**Extract to read:**
--

November 4: It is a dirty and dimly-lit room, located on the first floor of the government-run JJ Hospital at Byculla, Mumbai. It includes a table, a chair and pieces of equipment occasionally used by the hospital staff, and is used as a safe refuge by tired employees looking for a quiet corner to doze off.
History was made over a hundred years ago in this room, when a German bacteriologist called Robert Koch discovered the vaccine against the tuberculosis and cholera bacteria, in it. But there seems to be no sense of pride in keeping that memory alive as an inspiration, seeing the terrible neglect the room has fallen into, says a report in ‘The Indian Express’.
In 1893 a deadly cholera epidemic broke out in Mumbai. Cholera is an acute bacterial infection of the intestine transmitted through contaminated food or drinking-water, as well as by person-to-person contact through the faecal-oral route. The bacteria can spread rapidly where living conditions are crowded and water sources unprotected and where there is no safe disposal of faeces.
The Indian sub-continent saw several cholera epidemics breaking out in several of its regions in the 19th century, and claiming hundreds of thousands of lives in the process. The Mumbai outbreak was one among several.
It was to research the cholera vaccine and help combat the disease that Koch came to Mumbai during this period. The room at JJ Hospital was to become his laboratory for the next eight years. It was here that he discovered that the bacteria causing cholera and tuberculosis (a contagious disease which spreads through the air) could be harnessed for a cure. This helped in the discovery of the vaccine that was to give a new lease of life to hundreds of thousands of lives.
Sadly enough, it is rumoured that Koch himself died of suspected cholera in 1910.

--

**Work task A:** According to the report on Robert Koch's room at JJ Hospital, on which floor of the hospital is the room located?
**Work task B:** Extend the report on Robert Koch's room at JJ Hospital, starting right after its final sentence.
The data after this point is separate material, unrelated to the report on Robert Koch's room at JJ Hospital.

--

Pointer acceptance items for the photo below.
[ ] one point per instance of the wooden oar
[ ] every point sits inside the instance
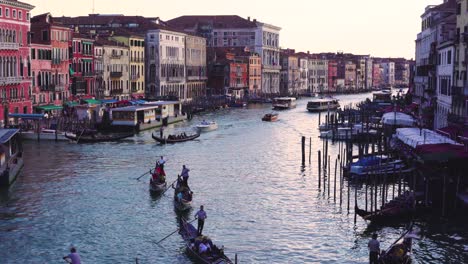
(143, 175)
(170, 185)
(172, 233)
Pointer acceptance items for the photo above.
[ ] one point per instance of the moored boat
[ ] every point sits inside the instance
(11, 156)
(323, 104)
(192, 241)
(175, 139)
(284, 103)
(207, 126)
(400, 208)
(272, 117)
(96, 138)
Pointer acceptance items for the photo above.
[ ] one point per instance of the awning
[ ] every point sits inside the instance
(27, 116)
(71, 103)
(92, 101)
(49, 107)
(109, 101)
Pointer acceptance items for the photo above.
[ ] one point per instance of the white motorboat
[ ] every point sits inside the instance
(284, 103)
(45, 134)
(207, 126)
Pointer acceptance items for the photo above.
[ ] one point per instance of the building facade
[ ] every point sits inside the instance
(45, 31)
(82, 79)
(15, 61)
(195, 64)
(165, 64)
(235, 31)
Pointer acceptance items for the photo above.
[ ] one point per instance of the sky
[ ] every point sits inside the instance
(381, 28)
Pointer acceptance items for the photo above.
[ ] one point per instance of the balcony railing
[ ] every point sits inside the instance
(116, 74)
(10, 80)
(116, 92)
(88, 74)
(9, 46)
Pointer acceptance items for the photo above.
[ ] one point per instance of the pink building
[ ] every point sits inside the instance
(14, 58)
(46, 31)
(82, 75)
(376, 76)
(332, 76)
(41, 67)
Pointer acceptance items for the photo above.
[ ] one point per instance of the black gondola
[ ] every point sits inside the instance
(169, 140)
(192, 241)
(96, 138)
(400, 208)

--

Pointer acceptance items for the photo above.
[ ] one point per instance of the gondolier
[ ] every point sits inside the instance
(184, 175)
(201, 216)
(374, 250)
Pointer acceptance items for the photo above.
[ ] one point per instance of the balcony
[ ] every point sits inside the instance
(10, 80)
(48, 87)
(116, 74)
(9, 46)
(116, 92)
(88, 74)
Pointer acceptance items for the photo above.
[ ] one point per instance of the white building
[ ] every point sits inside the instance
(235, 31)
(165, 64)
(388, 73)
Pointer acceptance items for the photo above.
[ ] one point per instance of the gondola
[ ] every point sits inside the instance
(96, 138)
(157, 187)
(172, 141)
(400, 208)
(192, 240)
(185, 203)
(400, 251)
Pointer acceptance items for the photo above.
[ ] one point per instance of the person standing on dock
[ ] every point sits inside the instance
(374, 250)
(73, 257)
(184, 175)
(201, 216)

--

**Result A:** The first floor.

**Result B:**
Koch’s room is not the only one in JJ Hospital to have a historic association to it. Room 000 at the same hospital was used by Jewish microbiologist Dr Waldemar Mordecai Haffkine, at around the same period as Koch. Haffkine developed the plague vaccine. He is believed to have once said, “The work at Bombay absorbed the best years of my life.”
Haffkine was summoned to Mumbai during the outbreak of the bubonic plague ( a frighteningly contagious disease caused by rats ) in the city in 1896. He began to work in the laboratory set up at the hospital for the same purpose. In 1897, he tested his plague vaccine on inmates of the Byculla jail, successfully.
Haffkine moved to the Plague Research Laboratory housed in a building at a suburb of Mumbai called Parel. It was renamed the Haffkine Institute in 1925.
Today, most students of the Grant Medical College on the JJ Hospital campus are not even aware that these scientists once graced their campus and achieved significant medical breakthroughs.
Forget other Indians, even JJ Hospital authorities do not seem to be interested in preserving the rooms where the two scientists did their life’s most important work.